#### Data entries

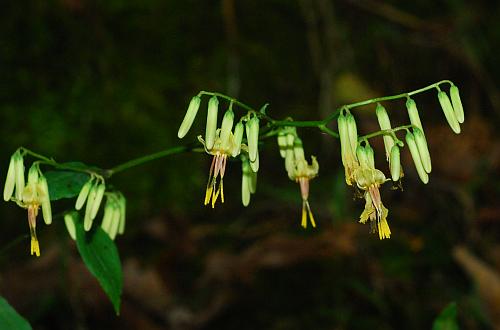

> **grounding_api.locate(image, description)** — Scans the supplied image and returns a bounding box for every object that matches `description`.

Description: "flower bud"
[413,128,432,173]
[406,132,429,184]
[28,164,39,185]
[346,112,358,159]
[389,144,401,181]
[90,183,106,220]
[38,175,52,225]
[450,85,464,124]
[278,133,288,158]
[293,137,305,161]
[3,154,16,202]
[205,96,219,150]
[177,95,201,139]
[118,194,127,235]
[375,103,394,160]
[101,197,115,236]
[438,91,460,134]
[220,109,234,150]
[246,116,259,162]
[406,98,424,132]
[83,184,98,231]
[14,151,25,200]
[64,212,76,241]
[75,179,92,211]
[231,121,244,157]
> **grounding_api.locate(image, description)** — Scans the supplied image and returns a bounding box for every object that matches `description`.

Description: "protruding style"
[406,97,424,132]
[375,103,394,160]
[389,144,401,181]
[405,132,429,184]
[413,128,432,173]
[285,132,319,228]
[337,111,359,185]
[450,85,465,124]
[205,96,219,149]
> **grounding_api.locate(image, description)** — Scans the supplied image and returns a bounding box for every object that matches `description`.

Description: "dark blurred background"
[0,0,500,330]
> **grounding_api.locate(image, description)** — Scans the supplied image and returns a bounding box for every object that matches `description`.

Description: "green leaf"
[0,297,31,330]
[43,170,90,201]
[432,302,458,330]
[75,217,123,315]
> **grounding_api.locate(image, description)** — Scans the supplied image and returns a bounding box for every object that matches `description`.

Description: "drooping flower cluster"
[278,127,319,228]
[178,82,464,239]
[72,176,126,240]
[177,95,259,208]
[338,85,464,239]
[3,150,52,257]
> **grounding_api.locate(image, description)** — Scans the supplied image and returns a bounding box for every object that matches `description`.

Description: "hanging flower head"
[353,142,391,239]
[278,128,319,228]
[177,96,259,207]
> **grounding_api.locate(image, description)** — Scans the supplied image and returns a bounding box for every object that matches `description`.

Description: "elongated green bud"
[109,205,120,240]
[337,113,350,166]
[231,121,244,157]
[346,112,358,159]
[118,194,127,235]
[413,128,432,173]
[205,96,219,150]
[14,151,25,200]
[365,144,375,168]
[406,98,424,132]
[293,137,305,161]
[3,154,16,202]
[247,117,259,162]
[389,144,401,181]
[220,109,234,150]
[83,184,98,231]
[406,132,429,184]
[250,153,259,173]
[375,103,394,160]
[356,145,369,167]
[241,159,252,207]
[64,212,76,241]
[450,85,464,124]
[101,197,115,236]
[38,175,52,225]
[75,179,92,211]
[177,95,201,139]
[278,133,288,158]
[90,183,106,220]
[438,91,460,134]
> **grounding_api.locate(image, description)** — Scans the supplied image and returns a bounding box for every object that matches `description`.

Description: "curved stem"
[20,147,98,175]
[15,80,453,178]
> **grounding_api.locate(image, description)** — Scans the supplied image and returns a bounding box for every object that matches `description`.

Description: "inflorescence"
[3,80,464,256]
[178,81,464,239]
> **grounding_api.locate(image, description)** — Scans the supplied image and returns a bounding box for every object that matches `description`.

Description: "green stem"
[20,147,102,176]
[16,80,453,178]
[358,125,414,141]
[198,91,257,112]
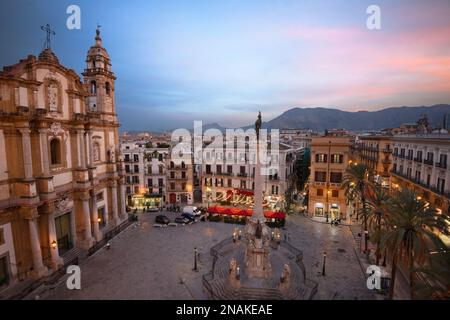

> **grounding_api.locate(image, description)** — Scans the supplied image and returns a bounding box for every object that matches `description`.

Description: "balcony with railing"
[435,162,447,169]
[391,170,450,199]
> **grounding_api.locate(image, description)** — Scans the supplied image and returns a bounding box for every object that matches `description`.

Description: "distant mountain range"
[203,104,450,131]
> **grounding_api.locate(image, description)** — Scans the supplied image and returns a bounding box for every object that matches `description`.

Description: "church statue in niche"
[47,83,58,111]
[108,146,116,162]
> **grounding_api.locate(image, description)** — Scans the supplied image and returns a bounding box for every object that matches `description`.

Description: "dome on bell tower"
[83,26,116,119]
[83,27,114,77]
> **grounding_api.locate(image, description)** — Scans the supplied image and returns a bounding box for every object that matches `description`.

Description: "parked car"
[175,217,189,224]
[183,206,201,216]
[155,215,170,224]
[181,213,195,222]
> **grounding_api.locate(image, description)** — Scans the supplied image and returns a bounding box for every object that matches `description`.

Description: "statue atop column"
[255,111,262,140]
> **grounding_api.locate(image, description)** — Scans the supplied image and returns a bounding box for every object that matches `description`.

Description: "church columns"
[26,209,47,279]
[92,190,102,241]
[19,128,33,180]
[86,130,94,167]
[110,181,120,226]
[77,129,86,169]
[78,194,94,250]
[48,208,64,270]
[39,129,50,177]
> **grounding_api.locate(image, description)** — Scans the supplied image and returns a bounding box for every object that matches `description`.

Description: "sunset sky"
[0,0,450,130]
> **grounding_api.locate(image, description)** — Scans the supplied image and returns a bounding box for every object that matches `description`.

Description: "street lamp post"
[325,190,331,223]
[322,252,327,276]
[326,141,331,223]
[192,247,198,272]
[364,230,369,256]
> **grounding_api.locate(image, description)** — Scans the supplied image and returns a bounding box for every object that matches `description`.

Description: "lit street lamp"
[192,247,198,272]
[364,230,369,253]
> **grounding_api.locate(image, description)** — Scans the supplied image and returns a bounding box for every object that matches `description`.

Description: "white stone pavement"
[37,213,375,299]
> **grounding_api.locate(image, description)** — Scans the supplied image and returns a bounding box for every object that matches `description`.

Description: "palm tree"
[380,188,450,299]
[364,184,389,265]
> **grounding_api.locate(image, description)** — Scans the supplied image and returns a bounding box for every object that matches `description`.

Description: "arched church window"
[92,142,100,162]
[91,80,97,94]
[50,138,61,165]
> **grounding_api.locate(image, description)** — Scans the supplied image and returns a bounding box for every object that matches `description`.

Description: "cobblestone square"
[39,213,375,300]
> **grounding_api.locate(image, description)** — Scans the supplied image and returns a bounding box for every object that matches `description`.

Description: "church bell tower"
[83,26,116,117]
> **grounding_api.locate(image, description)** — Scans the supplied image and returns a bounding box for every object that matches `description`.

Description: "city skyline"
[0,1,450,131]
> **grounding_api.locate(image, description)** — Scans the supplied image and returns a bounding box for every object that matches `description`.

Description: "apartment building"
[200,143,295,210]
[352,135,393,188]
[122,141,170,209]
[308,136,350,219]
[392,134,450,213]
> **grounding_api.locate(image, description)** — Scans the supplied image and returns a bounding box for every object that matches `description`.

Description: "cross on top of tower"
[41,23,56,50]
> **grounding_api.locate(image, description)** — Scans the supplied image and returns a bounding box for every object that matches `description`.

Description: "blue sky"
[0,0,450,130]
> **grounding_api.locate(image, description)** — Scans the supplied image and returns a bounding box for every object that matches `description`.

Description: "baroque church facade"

########

Tally the lines in the records that contain the string "street", counting case, and give only the number.

Task output:
2